- Stated problem: Please edit the data below by changing every "gets its own outline" to "receives a separate outline" and leaving everything else unchanged. Omit the pictures from your answer.

- Stored data:
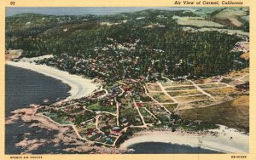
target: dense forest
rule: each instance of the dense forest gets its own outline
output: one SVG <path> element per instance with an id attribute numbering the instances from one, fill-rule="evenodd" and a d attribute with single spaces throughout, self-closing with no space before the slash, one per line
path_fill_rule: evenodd
<path id="1" fill-rule="evenodd" d="M 23 57 L 53 54 L 38 63 L 108 81 L 160 75 L 196 78 L 248 66 L 241 52 L 230 53 L 243 37 L 184 31 L 183 27 L 191 26 L 178 25 L 174 15 L 198 16 L 154 9 L 110 15 L 17 14 L 6 19 L 6 49 L 23 49 Z M 234 28 L 247 31 L 247 26 Z"/>

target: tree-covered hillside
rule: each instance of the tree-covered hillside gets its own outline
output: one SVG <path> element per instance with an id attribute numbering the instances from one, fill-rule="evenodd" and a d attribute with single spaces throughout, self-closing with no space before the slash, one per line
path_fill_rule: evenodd
<path id="1" fill-rule="evenodd" d="M 211 20 L 212 16 L 218 21 L 213 11 L 201 16 L 203 20 Z M 191 25 L 182 26 L 173 18 L 201 20 L 198 12 L 148 9 L 110 15 L 17 14 L 6 18 L 6 48 L 23 49 L 23 57 L 54 54 L 38 63 L 107 81 L 150 80 L 160 75 L 209 77 L 248 66 L 248 60 L 240 58 L 241 52 L 230 53 L 241 37 L 217 31 L 185 31 L 183 28 Z M 230 29 L 230 26 L 221 28 Z"/>

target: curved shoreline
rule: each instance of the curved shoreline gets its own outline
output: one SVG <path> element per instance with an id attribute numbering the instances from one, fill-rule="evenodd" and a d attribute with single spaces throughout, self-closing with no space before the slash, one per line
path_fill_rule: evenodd
<path id="1" fill-rule="evenodd" d="M 184 131 L 143 131 L 136 134 L 133 137 L 125 140 L 120 149 L 128 150 L 135 144 L 144 142 L 171 143 L 183 145 L 191 147 L 212 150 L 225 153 L 246 153 L 249 151 L 249 136 L 241 134 L 236 129 L 228 129 L 219 125 L 218 129 L 210 129 L 212 134 L 193 134 Z M 232 137 L 230 139 L 230 137 Z"/>
<path id="2" fill-rule="evenodd" d="M 67 71 L 61 71 L 46 65 L 36 65 L 27 61 L 7 61 L 7 65 L 20 67 L 44 74 L 45 76 L 61 80 L 71 87 L 70 96 L 67 100 L 79 99 L 84 97 L 98 88 L 98 83 L 93 83 L 91 80 L 78 75 L 69 74 Z"/>

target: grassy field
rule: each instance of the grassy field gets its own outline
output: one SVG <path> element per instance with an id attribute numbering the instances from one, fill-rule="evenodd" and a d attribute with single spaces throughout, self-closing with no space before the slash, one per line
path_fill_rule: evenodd
<path id="1" fill-rule="evenodd" d="M 193 83 L 189 81 L 166 81 L 166 82 L 160 82 L 162 86 L 178 86 L 178 85 L 192 85 Z"/>
<path id="2" fill-rule="evenodd" d="M 182 118 L 202 120 L 248 131 L 249 95 L 212 106 L 180 110 L 177 113 Z"/>
<path id="3" fill-rule="evenodd" d="M 170 99 L 164 93 L 149 93 L 149 94 L 160 103 L 172 103 L 173 100 Z"/>
<path id="4" fill-rule="evenodd" d="M 116 106 L 100 106 L 98 103 L 90 105 L 86 108 L 89 109 L 89 110 L 92 110 L 92 111 L 108 111 L 108 112 L 113 112 L 113 113 L 116 112 Z"/>
<path id="5" fill-rule="evenodd" d="M 201 89 L 210 89 L 210 88 L 218 88 L 218 87 L 225 87 L 225 84 L 222 83 L 208 83 L 208 84 L 200 84 L 199 87 Z"/>
<path id="6" fill-rule="evenodd" d="M 172 90 L 190 90 L 190 89 L 196 89 L 195 86 L 184 86 L 184 87 L 166 87 L 166 90 L 172 91 Z"/>
<path id="7" fill-rule="evenodd" d="M 171 96 L 183 96 L 183 95 L 192 95 L 192 94 L 202 94 L 199 90 L 183 90 L 183 91 L 176 91 L 176 92 L 168 92 Z"/>
<path id="8" fill-rule="evenodd" d="M 232 87 L 226 87 L 221 89 L 206 89 L 205 91 L 212 96 L 224 96 L 235 93 L 236 89 Z"/>
<path id="9" fill-rule="evenodd" d="M 209 99 L 209 97 L 205 94 L 175 98 L 175 100 L 177 101 L 181 102 L 181 103 L 194 101 L 194 100 L 207 100 L 207 99 Z"/>
<path id="10" fill-rule="evenodd" d="M 157 84 L 154 83 L 148 83 L 146 84 L 148 90 L 149 91 L 161 91 L 161 88 Z"/>
<path id="11" fill-rule="evenodd" d="M 169 111 L 172 112 L 177 104 L 164 104 L 163 105 Z"/>

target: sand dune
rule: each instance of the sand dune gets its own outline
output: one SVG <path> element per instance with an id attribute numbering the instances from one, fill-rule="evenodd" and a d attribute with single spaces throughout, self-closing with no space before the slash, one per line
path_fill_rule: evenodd
<path id="1" fill-rule="evenodd" d="M 218 129 L 211 129 L 212 134 L 188 134 L 181 131 L 146 131 L 138 133 L 121 145 L 126 150 L 133 144 L 143 142 L 162 142 L 201 147 L 227 153 L 246 153 L 249 151 L 249 136 L 234 129 L 219 125 Z M 231 138 L 230 138 L 231 137 Z"/>

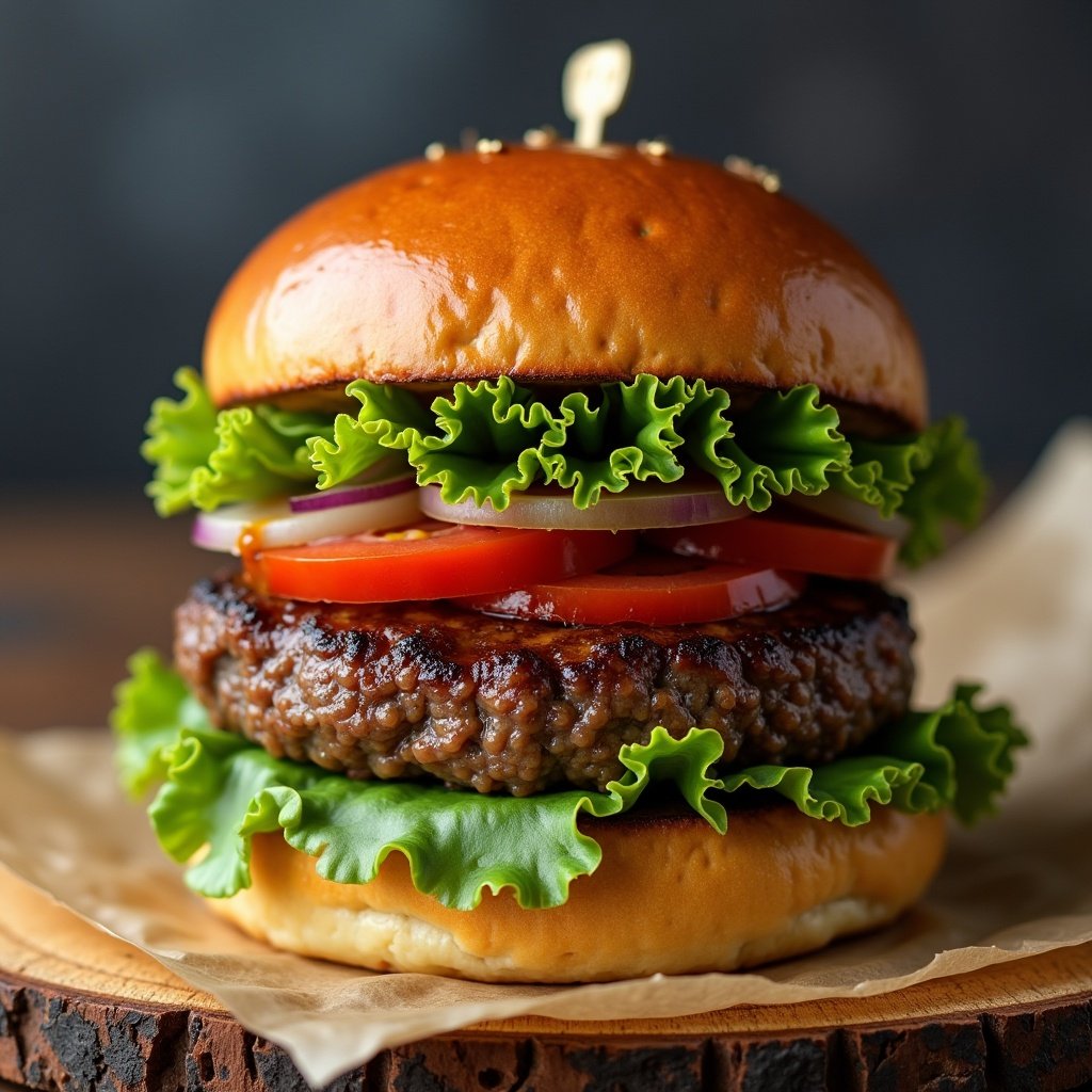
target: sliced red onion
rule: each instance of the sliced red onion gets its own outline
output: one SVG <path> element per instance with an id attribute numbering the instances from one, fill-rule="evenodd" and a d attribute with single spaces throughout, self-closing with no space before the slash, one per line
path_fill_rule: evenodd
<path id="1" fill-rule="evenodd" d="M 330 508 L 342 508 L 345 505 L 363 505 L 369 500 L 382 500 L 400 492 L 408 492 L 417 488 L 417 479 L 412 475 L 387 478 L 383 482 L 372 482 L 361 485 L 344 485 L 337 489 L 325 489 L 322 492 L 300 494 L 288 498 L 288 507 L 294 512 L 321 512 Z"/>
<path id="2" fill-rule="evenodd" d="M 412 478 L 410 479 L 413 480 Z M 294 512 L 287 498 L 230 505 L 214 512 L 202 512 L 193 521 L 191 541 L 204 549 L 239 554 L 239 539 L 252 536 L 258 549 L 298 546 L 300 543 L 366 531 L 389 531 L 420 520 L 418 489 L 399 489 L 394 494 L 356 503 L 310 512 Z"/>
<path id="3" fill-rule="evenodd" d="M 420 490 L 420 508 L 426 515 L 449 523 L 486 524 L 495 527 L 546 527 L 554 531 L 644 531 L 649 527 L 689 527 L 699 523 L 723 523 L 749 514 L 733 505 L 715 482 L 700 485 L 628 485 L 621 492 L 603 492 L 591 508 L 573 507 L 572 495 L 543 486 L 513 492 L 508 508 L 464 500 L 449 505 L 440 487 Z"/>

- Answer below:
target: dense forest
rule: each instance of the dense forest receives a separate outline
output: one SVG <path> element per instance with an id attribute numbering the instances from one, fill-rule="evenodd" and a d attribute with single spaces throughout, self-closing with no space before the slash, one per line
path_fill_rule: evenodd
<path id="1" fill-rule="evenodd" d="M 23 57 L 53 54 L 38 63 L 108 81 L 160 75 L 196 78 L 248 66 L 241 52 L 230 53 L 243 37 L 184 31 L 183 27 L 191 26 L 178 25 L 174 15 L 198 16 L 154 9 L 110 15 L 17 14 L 6 19 L 6 49 L 23 49 Z M 234 28 L 247 31 L 247 26 Z"/>

target: tree-covered hillside
rule: each instance of the tree-covered hillside receives a separate outline
output: one SVG <path> element per instance with an id attribute numbering the instances from one, fill-rule="evenodd" and a d attribute with single spaces throughout, self-closing with no space before the slash, one per line
path_fill_rule: evenodd
<path id="1" fill-rule="evenodd" d="M 211 20 L 212 16 L 218 21 L 213 11 L 201 16 L 203 20 Z M 191 25 L 182 26 L 173 18 L 201 20 L 198 12 L 148 9 L 110 15 L 17 14 L 6 18 L 6 48 L 23 49 L 23 57 L 54 54 L 38 63 L 107 81 L 150 80 L 160 75 L 209 77 L 248 66 L 248 60 L 240 58 L 241 52 L 230 53 L 241 37 L 217 31 L 185 31 L 183 28 Z M 230 29 L 230 26 L 221 28 Z"/>

target: curved shoreline
rule: each instance of the curved shoreline receives a separate outline
output: one SVG <path> element per instance with an id attribute numbering the instances from one, fill-rule="evenodd" and a d attribute with single spaces throughout, self-closing with no space before the slash, one per line
path_fill_rule: evenodd
<path id="1" fill-rule="evenodd" d="M 184 131 L 143 131 L 136 134 L 133 137 L 125 140 L 120 149 L 128 150 L 135 144 L 144 142 L 171 143 L 183 145 L 191 147 L 212 150 L 225 153 L 246 153 L 249 151 L 249 136 L 241 134 L 236 129 L 228 129 L 219 125 L 218 129 L 210 129 L 212 134 L 193 134 Z M 232 137 L 230 139 L 230 137 Z"/>
<path id="2" fill-rule="evenodd" d="M 67 71 L 61 71 L 46 65 L 36 65 L 27 61 L 7 61 L 7 65 L 20 67 L 44 74 L 45 76 L 61 80 L 71 87 L 70 96 L 67 100 L 79 99 L 84 97 L 98 88 L 98 83 L 93 83 L 91 80 L 78 75 L 69 74 Z"/>

target: grassy field
rule: each instance of the grassy field receives a separate outline
output: one SVG <path> element per instance with an id attribute numbering the instances from one, fill-rule="evenodd" and a d attribute with single spaces throughout, self-closing with no space before the slash, one per line
path_fill_rule: evenodd
<path id="1" fill-rule="evenodd" d="M 193 83 L 189 81 L 166 81 L 166 82 L 160 82 L 162 86 L 178 86 L 178 85 L 192 85 Z"/>
<path id="2" fill-rule="evenodd" d="M 182 118 L 202 120 L 248 131 L 249 95 L 212 106 L 180 110 L 177 113 Z"/>
<path id="3" fill-rule="evenodd" d="M 170 99 L 164 93 L 149 93 L 149 94 L 160 103 L 172 103 L 173 100 Z"/>
<path id="4" fill-rule="evenodd" d="M 116 106 L 100 106 L 98 103 L 90 105 L 86 108 L 89 109 L 89 110 L 92 110 L 92 111 L 108 111 L 108 112 L 113 112 L 113 113 L 116 112 Z"/>
<path id="5" fill-rule="evenodd" d="M 201 89 L 210 89 L 210 88 L 218 88 L 218 87 L 225 87 L 225 84 L 222 83 L 208 83 L 208 84 L 200 84 L 199 87 Z"/>
<path id="6" fill-rule="evenodd" d="M 172 90 L 190 90 L 190 89 L 196 89 L 195 86 L 184 86 L 184 87 L 166 87 L 166 90 L 172 91 Z"/>
<path id="7" fill-rule="evenodd" d="M 171 96 L 183 96 L 183 95 L 192 95 L 192 94 L 202 94 L 199 90 L 183 90 L 183 91 L 176 91 L 176 92 L 168 92 Z"/>
<path id="8" fill-rule="evenodd" d="M 232 87 L 226 87 L 221 89 L 206 89 L 205 91 L 212 96 L 224 96 L 235 93 L 236 89 Z"/>
<path id="9" fill-rule="evenodd" d="M 209 99 L 209 97 L 205 94 L 175 98 L 175 100 L 177 101 L 181 102 L 181 103 L 194 101 L 194 100 L 207 100 L 207 99 Z"/>
<path id="10" fill-rule="evenodd" d="M 157 84 L 154 83 L 148 83 L 146 84 L 148 90 L 149 91 L 161 91 L 161 88 Z"/>
<path id="11" fill-rule="evenodd" d="M 169 111 L 172 112 L 177 104 L 164 104 L 163 105 Z"/>

target: sand dune
rule: each instance of the sand dune receives a separate outline
output: one SVG <path> element per instance with an id attribute numbering the instances from one, fill-rule="evenodd" and a d attribute with single spaces throughout, self-closing with no space before the slash, one per line
path_fill_rule: evenodd
<path id="1" fill-rule="evenodd" d="M 218 129 L 211 129 L 212 134 L 188 134 L 181 131 L 146 131 L 138 133 L 121 145 L 126 150 L 133 144 L 143 142 L 162 142 L 201 147 L 227 153 L 246 153 L 249 151 L 249 136 L 234 129 L 219 125 Z M 231 138 L 230 138 L 231 137 Z"/>

target: sliced red onion
rule: each instance of the sliced red onion receives a separate outline
output: one SVG <path> element per instance with an id attribute numbering the instances from one, fill-rule="evenodd" and a d attribute with single spaces throughout, self-closing with no space before the slash, one per line
path_fill_rule: evenodd
<path id="1" fill-rule="evenodd" d="M 330 508 L 342 508 L 345 505 L 363 505 L 369 500 L 382 500 L 400 492 L 408 492 L 417 488 L 417 479 L 412 475 L 387 478 L 383 482 L 372 482 L 361 485 L 344 485 L 337 489 L 325 489 L 322 492 L 300 494 L 288 498 L 288 507 L 294 512 L 321 512 Z"/>
<path id="2" fill-rule="evenodd" d="M 412 478 L 410 479 L 413 480 Z M 294 512 L 287 498 L 230 505 L 214 512 L 202 512 L 193 521 L 191 541 L 204 549 L 239 554 L 239 539 L 252 536 L 258 549 L 298 546 L 300 543 L 366 531 L 389 531 L 420 520 L 418 489 L 399 489 L 394 494 L 356 503 L 310 512 Z"/>
<path id="3" fill-rule="evenodd" d="M 420 490 L 420 508 L 426 515 L 449 523 L 486 524 L 495 527 L 546 527 L 554 531 L 644 531 L 649 527 L 689 527 L 699 523 L 723 523 L 749 514 L 733 505 L 715 482 L 700 485 L 628 485 L 621 492 L 603 492 L 591 508 L 573 507 L 572 495 L 543 486 L 513 492 L 508 508 L 464 500 L 449 505 L 440 487 Z"/>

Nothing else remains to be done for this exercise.